* _Aim of the exercise_:
When you reach the line containing "Target: window mullion" in the data below, reproduce it and every line that follows, exactly and without additions.

######

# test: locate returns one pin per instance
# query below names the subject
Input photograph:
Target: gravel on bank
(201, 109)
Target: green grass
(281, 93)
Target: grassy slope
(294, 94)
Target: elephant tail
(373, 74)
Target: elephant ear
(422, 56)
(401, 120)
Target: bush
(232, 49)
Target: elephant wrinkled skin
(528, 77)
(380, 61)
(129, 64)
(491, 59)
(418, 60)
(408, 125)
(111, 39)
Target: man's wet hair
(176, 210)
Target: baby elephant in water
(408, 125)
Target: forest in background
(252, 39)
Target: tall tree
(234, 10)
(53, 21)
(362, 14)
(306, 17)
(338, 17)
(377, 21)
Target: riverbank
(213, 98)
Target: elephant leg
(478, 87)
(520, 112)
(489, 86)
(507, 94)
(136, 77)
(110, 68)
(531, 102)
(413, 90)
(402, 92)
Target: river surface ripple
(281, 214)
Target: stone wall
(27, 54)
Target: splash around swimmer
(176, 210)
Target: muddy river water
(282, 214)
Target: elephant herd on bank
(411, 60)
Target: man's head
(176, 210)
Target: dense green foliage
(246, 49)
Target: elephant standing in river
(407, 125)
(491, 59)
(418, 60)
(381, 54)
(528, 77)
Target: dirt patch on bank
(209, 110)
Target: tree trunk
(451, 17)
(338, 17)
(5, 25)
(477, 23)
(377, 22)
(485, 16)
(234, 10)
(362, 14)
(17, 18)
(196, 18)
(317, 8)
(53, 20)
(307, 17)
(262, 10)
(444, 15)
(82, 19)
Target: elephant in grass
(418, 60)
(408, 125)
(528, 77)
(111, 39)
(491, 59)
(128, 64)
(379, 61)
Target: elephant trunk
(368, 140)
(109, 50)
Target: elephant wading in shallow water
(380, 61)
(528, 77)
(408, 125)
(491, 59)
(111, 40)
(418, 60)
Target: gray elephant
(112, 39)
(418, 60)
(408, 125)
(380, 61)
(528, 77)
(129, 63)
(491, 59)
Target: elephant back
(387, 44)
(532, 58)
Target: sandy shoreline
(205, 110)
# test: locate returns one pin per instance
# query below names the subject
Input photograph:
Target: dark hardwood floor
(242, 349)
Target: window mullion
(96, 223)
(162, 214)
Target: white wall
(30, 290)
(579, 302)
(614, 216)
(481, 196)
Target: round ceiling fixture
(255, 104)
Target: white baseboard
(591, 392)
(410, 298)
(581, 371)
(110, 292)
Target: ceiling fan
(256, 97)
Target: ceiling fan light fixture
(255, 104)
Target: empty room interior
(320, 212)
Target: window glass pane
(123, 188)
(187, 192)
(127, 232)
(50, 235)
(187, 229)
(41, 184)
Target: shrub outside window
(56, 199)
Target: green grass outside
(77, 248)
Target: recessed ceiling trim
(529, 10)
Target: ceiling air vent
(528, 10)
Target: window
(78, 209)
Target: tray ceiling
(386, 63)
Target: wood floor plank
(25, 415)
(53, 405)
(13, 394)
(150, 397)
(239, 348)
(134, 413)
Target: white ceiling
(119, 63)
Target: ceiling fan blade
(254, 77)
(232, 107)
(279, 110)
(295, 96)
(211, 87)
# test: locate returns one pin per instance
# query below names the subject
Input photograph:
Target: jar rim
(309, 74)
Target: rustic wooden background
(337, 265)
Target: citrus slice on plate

######

* _Result below_:
Target: window mullion
(96, 223)
(162, 214)
Target: white wall
(30, 290)
(579, 302)
(614, 216)
(481, 196)
Target: round ceiling fixture
(255, 104)
Target: white baseboard
(591, 392)
(410, 298)
(581, 371)
(110, 292)
Target: ceiling fan
(256, 97)
Target: ceiling fan light fixture
(255, 104)
Target: empty room interior
(320, 212)
Target: window glass pane
(123, 188)
(187, 192)
(127, 232)
(50, 235)
(187, 229)
(41, 184)
Target: shrub outside window
(56, 199)
Target: green grass outside
(77, 248)
Target: recessed ceiling trim
(529, 10)
Target: ceiling air vent
(528, 10)
Target: window
(78, 209)
Target: tray ceiling
(386, 63)
Target: wood floor plank
(25, 415)
(53, 405)
(13, 394)
(150, 397)
(239, 348)
(134, 413)
Target: white ceiling
(119, 63)
Target: ceiling fan blade
(254, 77)
(232, 107)
(279, 110)
(295, 96)
(211, 87)
# test: locate returns one pin per instance
# query below names the subject
Input photograph:
Target: jar rim
(309, 74)
Target: rustic wooden background
(337, 265)
Target: citrus slice on plate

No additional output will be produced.